Keep the pictures out and restate every record exactly.
== == ==
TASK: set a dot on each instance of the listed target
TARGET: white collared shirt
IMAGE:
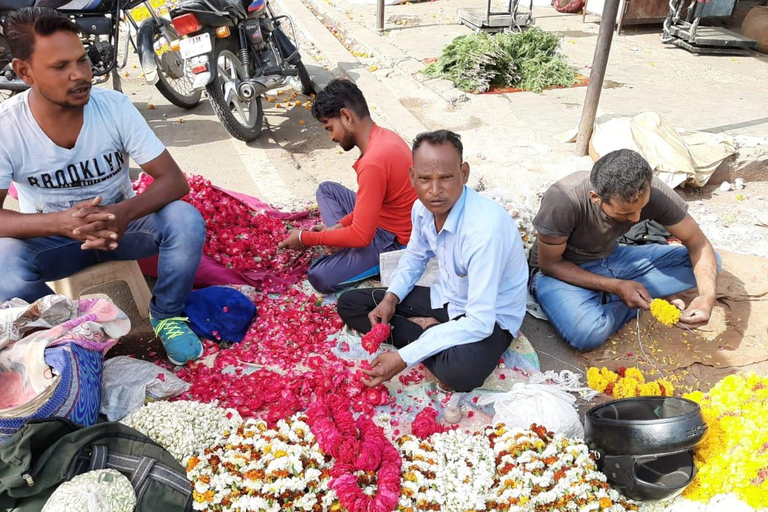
(483, 273)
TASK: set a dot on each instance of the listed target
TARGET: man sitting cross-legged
(357, 228)
(66, 145)
(588, 285)
(460, 327)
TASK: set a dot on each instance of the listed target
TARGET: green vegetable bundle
(527, 60)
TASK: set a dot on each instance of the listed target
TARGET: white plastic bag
(128, 383)
(542, 404)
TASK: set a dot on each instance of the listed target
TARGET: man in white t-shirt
(66, 147)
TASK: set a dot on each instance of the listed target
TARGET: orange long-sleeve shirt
(385, 195)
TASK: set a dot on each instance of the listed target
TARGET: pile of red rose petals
(238, 237)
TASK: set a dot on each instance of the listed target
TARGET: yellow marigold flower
(609, 375)
(596, 381)
(650, 389)
(665, 312)
(626, 388)
(635, 374)
(192, 463)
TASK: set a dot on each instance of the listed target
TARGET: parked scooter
(156, 42)
(237, 50)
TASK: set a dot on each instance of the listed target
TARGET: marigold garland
(626, 383)
(733, 457)
(665, 312)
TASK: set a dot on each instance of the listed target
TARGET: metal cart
(688, 34)
(488, 20)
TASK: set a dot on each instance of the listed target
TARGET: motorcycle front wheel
(243, 119)
(173, 80)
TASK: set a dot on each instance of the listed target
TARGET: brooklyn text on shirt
(81, 174)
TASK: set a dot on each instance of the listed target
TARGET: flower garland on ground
(184, 427)
(238, 237)
(425, 424)
(665, 312)
(257, 468)
(541, 471)
(452, 471)
(626, 383)
(733, 457)
(362, 455)
(373, 339)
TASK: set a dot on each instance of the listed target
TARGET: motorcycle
(238, 51)
(156, 42)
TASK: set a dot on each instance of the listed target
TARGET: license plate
(194, 46)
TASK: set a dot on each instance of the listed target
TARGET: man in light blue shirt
(460, 327)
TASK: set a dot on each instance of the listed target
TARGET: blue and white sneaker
(181, 344)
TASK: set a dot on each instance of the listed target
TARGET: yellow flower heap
(733, 458)
(628, 382)
(665, 312)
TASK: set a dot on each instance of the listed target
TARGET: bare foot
(424, 321)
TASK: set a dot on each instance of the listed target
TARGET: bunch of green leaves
(474, 63)
(528, 60)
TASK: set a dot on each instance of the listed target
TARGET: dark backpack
(44, 454)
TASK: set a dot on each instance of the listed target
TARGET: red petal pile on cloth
(285, 363)
(357, 446)
(241, 239)
(373, 339)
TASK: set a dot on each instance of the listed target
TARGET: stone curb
(390, 54)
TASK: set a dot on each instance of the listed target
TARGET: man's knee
(181, 218)
(325, 189)
(16, 266)
(585, 338)
(321, 280)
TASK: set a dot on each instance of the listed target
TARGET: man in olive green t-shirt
(586, 283)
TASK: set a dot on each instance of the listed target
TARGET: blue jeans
(176, 232)
(586, 318)
(329, 274)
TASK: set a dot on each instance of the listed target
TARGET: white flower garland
(540, 471)
(184, 427)
(452, 472)
(257, 468)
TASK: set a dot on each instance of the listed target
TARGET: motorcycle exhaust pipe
(246, 91)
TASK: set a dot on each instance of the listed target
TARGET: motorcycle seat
(14, 5)
(234, 6)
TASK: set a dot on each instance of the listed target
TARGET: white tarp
(676, 156)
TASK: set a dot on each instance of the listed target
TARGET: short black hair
(338, 94)
(22, 26)
(439, 137)
(623, 174)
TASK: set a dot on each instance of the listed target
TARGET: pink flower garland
(357, 446)
(373, 339)
(285, 360)
(425, 424)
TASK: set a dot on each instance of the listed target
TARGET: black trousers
(461, 367)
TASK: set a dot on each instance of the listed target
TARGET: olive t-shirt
(567, 210)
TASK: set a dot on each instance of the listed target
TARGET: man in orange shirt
(357, 227)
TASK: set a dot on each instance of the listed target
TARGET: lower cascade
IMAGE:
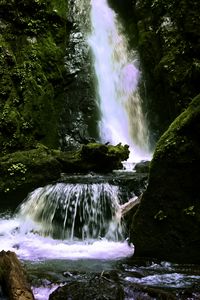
(67, 221)
(73, 211)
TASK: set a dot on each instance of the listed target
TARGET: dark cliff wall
(167, 222)
(32, 49)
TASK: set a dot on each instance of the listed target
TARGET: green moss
(32, 49)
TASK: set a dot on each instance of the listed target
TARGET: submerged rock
(98, 287)
(24, 170)
(167, 222)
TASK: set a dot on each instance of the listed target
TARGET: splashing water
(122, 118)
(67, 221)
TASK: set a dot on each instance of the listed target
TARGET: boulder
(167, 223)
(13, 278)
(22, 171)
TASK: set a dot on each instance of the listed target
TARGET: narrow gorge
(99, 104)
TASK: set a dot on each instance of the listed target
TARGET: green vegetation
(32, 49)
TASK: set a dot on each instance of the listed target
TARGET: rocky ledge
(23, 171)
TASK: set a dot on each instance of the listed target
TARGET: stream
(104, 253)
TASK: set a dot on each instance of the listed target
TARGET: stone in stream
(13, 278)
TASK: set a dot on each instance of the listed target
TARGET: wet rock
(142, 167)
(167, 222)
(97, 287)
(13, 278)
(23, 171)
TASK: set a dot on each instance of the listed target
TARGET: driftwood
(13, 278)
(126, 207)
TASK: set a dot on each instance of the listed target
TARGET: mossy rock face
(22, 171)
(167, 223)
(32, 50)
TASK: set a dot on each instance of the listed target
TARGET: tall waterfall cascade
(122, 119)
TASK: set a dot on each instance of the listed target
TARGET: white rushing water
(67, 221)
(122, 119)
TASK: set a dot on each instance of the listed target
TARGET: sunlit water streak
(122, 119)
(67, 221)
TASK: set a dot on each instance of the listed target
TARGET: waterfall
(122, 119)
(73, 211)
(67, 221)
== == ==
▸ WORKED ANSWER
TASK: set a dot on each instance of the listed target
TARGET: white collared shirt
IMAGE:
(483, 273)
TASK: set a dot on each instance of the listed target
TARGET: man sitting cross-legged
(357, 228)
(66, 145)
(588, 285)
(460, 327)
TASK: set a dot on each instance of the listed target
TARGET: green vegetable bundle
(527, 60)
TASK: set a dot on each instance of the listed target
TARGET: white plastic bag
(128, 383)
(542, 404)
TASK: set a dot on each instance of the listed target
TARGET: man in white t-shirt
(66, 147)
TASK: set a dot on each instance of the listed target
TARGET: orange long-sleeve shirt
(385, 195)
TASK: set a dot on each instance of the listed target
TARGET: pile of red rose petals
(238, 237)
TASK: set a dot on each instance of the listed target
TARGET: yellow marigold flower
(609, 375)
(596, 381)
(650, 389)
(665, 312)
(626, 388)
(635, 374)
(192, 463)
TASK: set a dot on each instance of the listed target
TARGET: parked scooter
(156, 42)
(237, 50)
TASK: set a dot on each instance of the listed target
TARGET: marigold garland
(626, 383)
(733, 457)
(665, 312)
TASK: set a dot on each instance of the listed target
TARGET: metal cart
(688, 34)
(488, 20)
TASK: set a dot on each instance of the listed target
TARGET: motorcycle front wheel
(243, 119)
(173, 80)
TASK: set a dot on each instance of the listed target
TARGET: brooklyn text on shirt
(81, 174)
TASK: set a dot on each instance of the listed target
TARGET: flower garland on ground
(184, 427)
(238, 237)
(425, 424)
(665, 312)
(257, 468)
(541, 471)
(452, 471)
(626, 383)
(733, 457)
(362, 455)
(373, 339)
TASK: set a dot on each instance of the listed target
TARGET: motorcycle
(238, 51)
(156, 42)
TASK: set a dot on each instance of the listed target
TARGET: license plate
(194, 46)
TASK: set a dot on each instance of the listed target
TARGET: man in light blue shirt
(460, 327)
TASK: set a dot on each instance of the listed target
TARGET: blue and white sneaker
(181, 344)
TASK: set a dot on each instance of the listed target
TARGET: yellow flower heap
(733, 458)
(628, 382)
(665, 312)
TASK: set a dot on each instance of the listed target
TARGET: bare foot
(424, 321)
TASK: set a dot on each instance of the listed target
TARGET: bunch of green leaves
(474, 63)
(528, 60)
TASK: set a dot on each instance of the listed target
TARGET: dark backpack
(44, 454)
TASK: set a dot on each instance of the listed target
TARGET: red petal pile on cloth
(285, 363)
(357, 446)
(241, 239)
(373, 339)
TASK: set a dot on each instance of the listed target
TARGET: stone curb
(390, 54)
TASK: set a dot on each instance of the listed target
TARGET: man's knee
(181, 218)
(325, 189)
(16, 266)
(585, 338)
(321, 280)
TASK: set a dot on each instance of the listed target
TARGET: man in olive green t-shirt
(586, 283)
TASK: set a dot on each instance of the listed target
TARGET: blue jeans
(176, 232)
(586, 318)
(329, 274)
TASK: set a dot on each instance of the listed target
TARGET: white flower garland
(540, 471)
(184, 427)
(452, 472)
(257, 468)
TASK: set a dot on each instance of the listed target
TARGET: motorcycle exhaust pipe
(246, 91)
TASK: set a dot on each instance of the listed target
TARGET: motorcycle seat
(14, 5)
(234, 6)
TASK: set a dot on each instance of the listed target
TARGET: white tarp
(676, 156)
TASK: set a dot on each instance of the listed target
TARGET: short black hair
(338, 94)
(22, 26)
(439, 137)
(623, 174)
TASK: set a dot on each instance of the listed target
TARGET: pink flower garland
(357, 446)
(373, 339)
(285, 360)
(425, 424)
TASK: set a dot on each instance of the listed target
TARGET: black trousers
(461, 367)
TASK: set a dot on each instance of the listed target
TARGET: olive t-shirt
(567, 210)
TASK: set a dot on each instance of the listed target
TARGET: man in orange shirt
(357, 227)
TASK: set a dot on each instance of the listed target
TARGET: lower cascade
IMAGE:
(67, 221)
(73, 211)
TASK: set a dot on each instance of the listed target
TARGET: dark cliff wall
(167, 222)
(32, 49)
TASK: set a dot on each instance of the listed target
TARGET: green moss
(32, 49)
TASK: set a dot on each instance of the listed target
TARGET: submerged rock
(98, 287)
(24, 170)
(167, 222)
TASK: set a dot on each instance of the listed target
TARGET: splashing water
(122, 118)
(67, 221)
TASK: set a dot on each instance of the listed target
TARGET: boulder
(167, 223)
(13, 278)
(22, 171)
TASK: set a dot on each instance of the listed target
TARGET: narrow gorge
(99, 104)
TASK: set a dot on each instance of the listed target
TARGET: green vegetation
(32, 49)
TASK: set a dot on each instance of the listed target
TARGET: rocky ledge
(23, 171)
TASK: set a dot on each instance of the listed target
TARGET: stream
(104, 253)
TASK: set a dot on each instance of the listed target
TARGET: stone in stream
(13, 278)
TASK: set a dot on each instance of the listed target
TARGET: wet rock
(142, 167)
(167, 222)
(97, 287)
(13, 278)
(23, 171)
TASK: set a dot on each instance of the listed target
TARGET: driftwood
(13, 278)
(126, 207)
TASK: set a dot on each instance of the listed target
TARGET: mossy rock face
(22, 171)
(167, 223)
(32, 50)
TASK: set a dot on each instance of the listed target
TARGET: tall waterfall cascade
(122, 119)
TASK: set a dot on each instance of the listed target
TARGET: white rushing water
(67, 221)
(122, 119)
TASK: set a dot on each instance of the listed target
TARGET: sunlit water streak
(122, 119)
(67, 221)
TASK: set a dot on each instance of the listed target
TARGET: waterfall
(122, 119)
(73, 211)
(67, 221)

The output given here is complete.